**PROBLEM DESCRIPTION**
Beginning with the line that holds "Each instance of the pavement", set down each line of the data below through the very last, exactly as given, and nothing beyond that.

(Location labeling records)
________________

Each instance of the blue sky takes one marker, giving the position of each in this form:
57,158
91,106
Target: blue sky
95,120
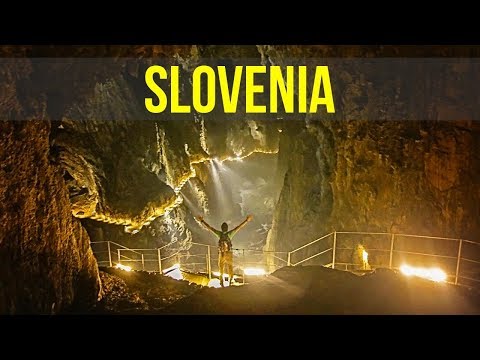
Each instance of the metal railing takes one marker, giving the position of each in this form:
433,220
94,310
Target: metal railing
199,258
459,258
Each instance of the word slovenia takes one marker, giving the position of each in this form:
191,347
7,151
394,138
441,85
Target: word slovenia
204,82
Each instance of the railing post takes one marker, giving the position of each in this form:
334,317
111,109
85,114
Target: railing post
392,240
209,263
458,261
159,261
109,254
334,248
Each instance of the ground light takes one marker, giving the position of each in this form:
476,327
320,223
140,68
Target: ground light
433,274
123,267
173,272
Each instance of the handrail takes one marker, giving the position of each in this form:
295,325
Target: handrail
424,254
470,242
184,256
430,237
470,260
314,241
111,242
368,249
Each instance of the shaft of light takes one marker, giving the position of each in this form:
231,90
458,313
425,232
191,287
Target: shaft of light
433,274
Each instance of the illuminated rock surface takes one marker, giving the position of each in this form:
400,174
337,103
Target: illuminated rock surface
121,177
293,290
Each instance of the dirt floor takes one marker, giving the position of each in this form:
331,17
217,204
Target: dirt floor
290,290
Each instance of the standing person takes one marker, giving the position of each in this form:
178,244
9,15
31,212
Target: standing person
225,254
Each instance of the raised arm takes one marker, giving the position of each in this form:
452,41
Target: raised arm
207,226
242,224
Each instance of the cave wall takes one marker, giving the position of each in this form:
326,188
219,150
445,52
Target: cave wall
362,173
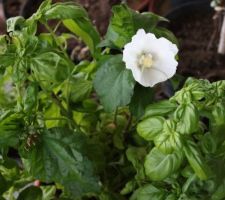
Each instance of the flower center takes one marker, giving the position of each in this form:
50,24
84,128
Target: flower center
145,60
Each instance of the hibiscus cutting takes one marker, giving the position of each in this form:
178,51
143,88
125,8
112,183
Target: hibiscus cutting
151,60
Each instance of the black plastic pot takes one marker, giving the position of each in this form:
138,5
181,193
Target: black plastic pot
188,8
178,3
181,10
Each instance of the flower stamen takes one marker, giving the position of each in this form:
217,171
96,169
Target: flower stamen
145,61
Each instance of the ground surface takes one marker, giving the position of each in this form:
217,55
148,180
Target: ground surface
197,35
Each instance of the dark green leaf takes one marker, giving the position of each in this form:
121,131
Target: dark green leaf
125,23
30,193
169,140
141,98
114,83
59,157
159,166
77,89
11,126
163,32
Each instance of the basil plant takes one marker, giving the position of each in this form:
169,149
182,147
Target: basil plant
95,128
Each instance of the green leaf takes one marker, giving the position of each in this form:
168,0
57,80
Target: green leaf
163,32
3,184
147,20
11,126
59,157
77,89
141,98
150,127
85,30
30,193
57,11
125,23
148,192
15,23
169,140
159,165
219,194
50,67
30,97
195,160
136,156
187,118
217,122
76,20
48,192
121,27
160,108
129,187
114,83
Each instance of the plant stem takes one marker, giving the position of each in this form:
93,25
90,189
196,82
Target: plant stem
221,47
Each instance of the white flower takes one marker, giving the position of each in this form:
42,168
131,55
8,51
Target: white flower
151,60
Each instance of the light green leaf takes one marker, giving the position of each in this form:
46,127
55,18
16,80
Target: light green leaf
195,160
30,97
148,192
30,193
129,187
76,20
50,67
187,118
219,194
150,127
169,140
160,108
114,83
159,165
57,11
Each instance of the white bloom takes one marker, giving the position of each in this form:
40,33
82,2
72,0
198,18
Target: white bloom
151,60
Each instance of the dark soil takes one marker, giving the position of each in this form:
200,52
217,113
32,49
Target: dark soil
99,11
198,36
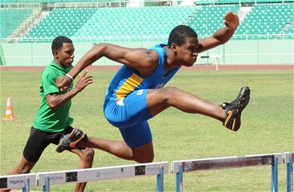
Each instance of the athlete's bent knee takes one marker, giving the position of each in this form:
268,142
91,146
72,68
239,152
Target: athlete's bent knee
88,154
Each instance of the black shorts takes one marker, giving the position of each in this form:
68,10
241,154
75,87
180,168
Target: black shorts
39,140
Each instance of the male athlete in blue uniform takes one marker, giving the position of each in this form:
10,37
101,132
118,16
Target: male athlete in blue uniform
137,93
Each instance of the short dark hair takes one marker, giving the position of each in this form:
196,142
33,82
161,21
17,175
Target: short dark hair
57,43
178,34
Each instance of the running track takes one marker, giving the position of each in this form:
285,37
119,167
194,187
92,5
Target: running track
195,67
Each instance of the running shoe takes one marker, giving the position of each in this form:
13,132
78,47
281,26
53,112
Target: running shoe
234,109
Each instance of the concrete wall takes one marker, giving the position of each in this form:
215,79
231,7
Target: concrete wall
234,52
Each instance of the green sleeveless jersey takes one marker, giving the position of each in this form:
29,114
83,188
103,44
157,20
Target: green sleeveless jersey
47,119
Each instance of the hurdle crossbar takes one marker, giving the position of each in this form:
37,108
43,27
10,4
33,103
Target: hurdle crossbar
24,181
288,159
105,173
179,167
216,57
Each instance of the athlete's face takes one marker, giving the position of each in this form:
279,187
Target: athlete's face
65,55
187,52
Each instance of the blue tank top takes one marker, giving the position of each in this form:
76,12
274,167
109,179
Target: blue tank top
127,80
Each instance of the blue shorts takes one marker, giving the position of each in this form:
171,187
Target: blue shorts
130,115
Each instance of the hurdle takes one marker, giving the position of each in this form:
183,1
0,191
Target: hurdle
217,59
24,181
46,179
288,159
179,167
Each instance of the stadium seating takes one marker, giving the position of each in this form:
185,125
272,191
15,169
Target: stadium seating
267,20
11,19
263,21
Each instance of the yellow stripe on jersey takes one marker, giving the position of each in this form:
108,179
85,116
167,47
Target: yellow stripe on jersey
128,86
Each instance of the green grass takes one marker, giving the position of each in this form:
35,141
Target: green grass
267,127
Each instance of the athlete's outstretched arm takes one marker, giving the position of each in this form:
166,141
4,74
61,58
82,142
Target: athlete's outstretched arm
140,59
221,36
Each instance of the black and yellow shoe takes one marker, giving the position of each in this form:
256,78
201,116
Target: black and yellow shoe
234,109
71,140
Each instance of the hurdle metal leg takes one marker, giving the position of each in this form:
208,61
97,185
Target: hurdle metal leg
159,180
46,187
179,179
290,173
275,175
26,188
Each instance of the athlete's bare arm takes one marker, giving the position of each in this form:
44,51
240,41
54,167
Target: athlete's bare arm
221,36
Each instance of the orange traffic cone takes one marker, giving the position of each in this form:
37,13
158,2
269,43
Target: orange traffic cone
9,112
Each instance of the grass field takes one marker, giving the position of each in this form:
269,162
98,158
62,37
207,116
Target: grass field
267,127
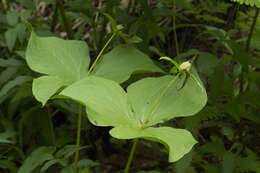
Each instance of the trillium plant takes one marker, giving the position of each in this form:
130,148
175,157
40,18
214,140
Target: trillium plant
134,113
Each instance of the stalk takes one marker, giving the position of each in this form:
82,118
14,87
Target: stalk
158,100
130,158
5,5
80,108
250,35
252,30
78,139
100,53
65,20
174,29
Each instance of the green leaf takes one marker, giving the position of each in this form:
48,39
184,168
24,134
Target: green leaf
12,18
249,2
122,61
178,141
112,22
37,158
46,86
106,102
13,83
4,137
176,103
10,62
7,74
7,164
64,61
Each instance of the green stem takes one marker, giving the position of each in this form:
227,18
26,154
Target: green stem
245,69
174,29
80,109
78,140
65,20
131,156
5,5
55,17
252,29
100,53
158,100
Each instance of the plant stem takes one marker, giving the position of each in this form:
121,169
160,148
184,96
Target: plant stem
80,109
131,156
158,100
55,17
65,20
174,29
100,53
78,139
252,29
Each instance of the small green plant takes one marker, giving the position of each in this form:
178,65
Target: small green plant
133,113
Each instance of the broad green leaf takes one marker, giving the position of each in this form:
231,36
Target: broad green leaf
8,164
179,141
176,102
53,56
249,2
67,61
121,62
4,137
13,83
37,158
10,62
105,100
7,74
46,86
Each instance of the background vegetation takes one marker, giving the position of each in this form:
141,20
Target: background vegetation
224,35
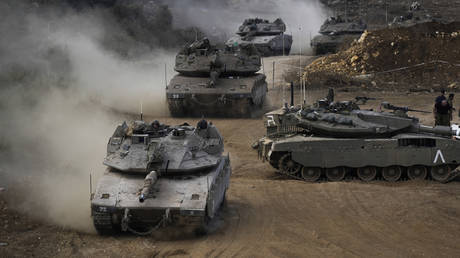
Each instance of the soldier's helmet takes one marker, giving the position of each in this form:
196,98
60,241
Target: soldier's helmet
202,124
156,124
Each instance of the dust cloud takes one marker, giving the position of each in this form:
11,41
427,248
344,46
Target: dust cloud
220,19
62,92
61,96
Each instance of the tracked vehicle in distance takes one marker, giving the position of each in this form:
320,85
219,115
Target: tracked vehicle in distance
268,37
334,140
159,175
335,31
416,15
211,81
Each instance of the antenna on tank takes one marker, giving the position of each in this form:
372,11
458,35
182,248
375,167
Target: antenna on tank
141,112
90,187
166,80
346,10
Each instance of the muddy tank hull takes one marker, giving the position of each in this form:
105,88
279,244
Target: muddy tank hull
324,44
413,156
273,45
232,65
189,201
230,96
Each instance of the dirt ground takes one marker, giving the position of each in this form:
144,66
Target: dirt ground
267,215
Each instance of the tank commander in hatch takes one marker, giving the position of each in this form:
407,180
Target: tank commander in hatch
442,113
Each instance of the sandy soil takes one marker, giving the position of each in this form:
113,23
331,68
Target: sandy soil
271,216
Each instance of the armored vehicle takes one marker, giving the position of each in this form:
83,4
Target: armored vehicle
212,81
333,32
337,140
159,175
414,16
267,37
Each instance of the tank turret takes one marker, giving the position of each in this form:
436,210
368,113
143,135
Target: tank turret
334,31
268,37
215,81
416,14
159,175
334,140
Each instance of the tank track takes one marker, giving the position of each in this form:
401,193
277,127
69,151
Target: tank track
291,169
103,223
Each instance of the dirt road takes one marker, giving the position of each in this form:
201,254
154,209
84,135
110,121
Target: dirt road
269,216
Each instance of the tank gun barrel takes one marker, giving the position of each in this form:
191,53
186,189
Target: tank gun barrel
401,108
439,130
149,181
363,99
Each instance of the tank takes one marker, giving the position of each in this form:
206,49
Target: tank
268,37
159,175
216,82
337,140
414,16
334,31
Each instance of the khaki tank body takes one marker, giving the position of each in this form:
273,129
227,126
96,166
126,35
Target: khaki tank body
333,32
216,82
338,139
159,175
268,37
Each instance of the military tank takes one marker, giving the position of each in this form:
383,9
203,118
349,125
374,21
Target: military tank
414,16
212,81
335,140
334,31
159,175
268,37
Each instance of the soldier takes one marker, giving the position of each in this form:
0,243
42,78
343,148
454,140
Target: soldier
441,97
442,113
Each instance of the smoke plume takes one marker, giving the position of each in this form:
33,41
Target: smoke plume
61,96
220,19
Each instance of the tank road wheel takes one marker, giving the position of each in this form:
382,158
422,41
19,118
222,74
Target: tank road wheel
104,224
440,173
335,174
417,172
288,166
367,173
310,174
392,173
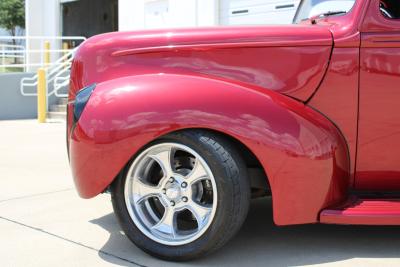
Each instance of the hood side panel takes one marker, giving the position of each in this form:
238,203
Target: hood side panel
288,60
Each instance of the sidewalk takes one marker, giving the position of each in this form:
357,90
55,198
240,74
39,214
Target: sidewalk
43,222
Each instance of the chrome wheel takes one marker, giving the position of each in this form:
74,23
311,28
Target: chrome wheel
171,194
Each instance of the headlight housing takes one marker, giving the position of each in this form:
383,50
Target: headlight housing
82,97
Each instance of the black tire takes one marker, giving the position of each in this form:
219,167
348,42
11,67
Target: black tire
233,197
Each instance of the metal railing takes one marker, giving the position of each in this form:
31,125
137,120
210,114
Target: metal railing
57,62
57,75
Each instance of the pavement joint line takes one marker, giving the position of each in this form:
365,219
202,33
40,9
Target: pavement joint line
70,241
36,195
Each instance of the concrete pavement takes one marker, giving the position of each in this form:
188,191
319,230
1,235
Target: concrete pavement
44,223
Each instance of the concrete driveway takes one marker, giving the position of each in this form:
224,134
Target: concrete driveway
44,223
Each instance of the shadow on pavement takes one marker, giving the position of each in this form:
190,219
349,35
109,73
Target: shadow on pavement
260,243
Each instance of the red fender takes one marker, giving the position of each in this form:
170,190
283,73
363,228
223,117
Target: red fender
303,154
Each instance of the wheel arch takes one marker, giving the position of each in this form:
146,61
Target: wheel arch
303,153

________________

**EXERCISE SOLUTION**
Each instance of the pavement joint line takes one marker, giving the position of each in this form:
365,219
202,33
40,9
Target: pavement joint line
70,241
36,195
Each instance of the concrete pavement takes one marker, giving the position of each in this form:
188,191
319,230
1,235
Target: concrete pavement
44,223
Each instance of the concrete driveway takes one marker, giving the position of each in this form:
224,134
Target: concrete driveway
44,223
Each instance of the shadow on pavement takes one marker, giving the position of each in this form:
190,219
349,35
109,73
Target: shadow on pavement
260,243
Each instance of the red fender takes one marker, giving the position of each in this form:
170,190
283,73
363,228
223,117
Target: red fender
303,154
Each instance of the wheel arch takes one marker, giving the position of each in this form:
146,61
Target: wheel arch
303,153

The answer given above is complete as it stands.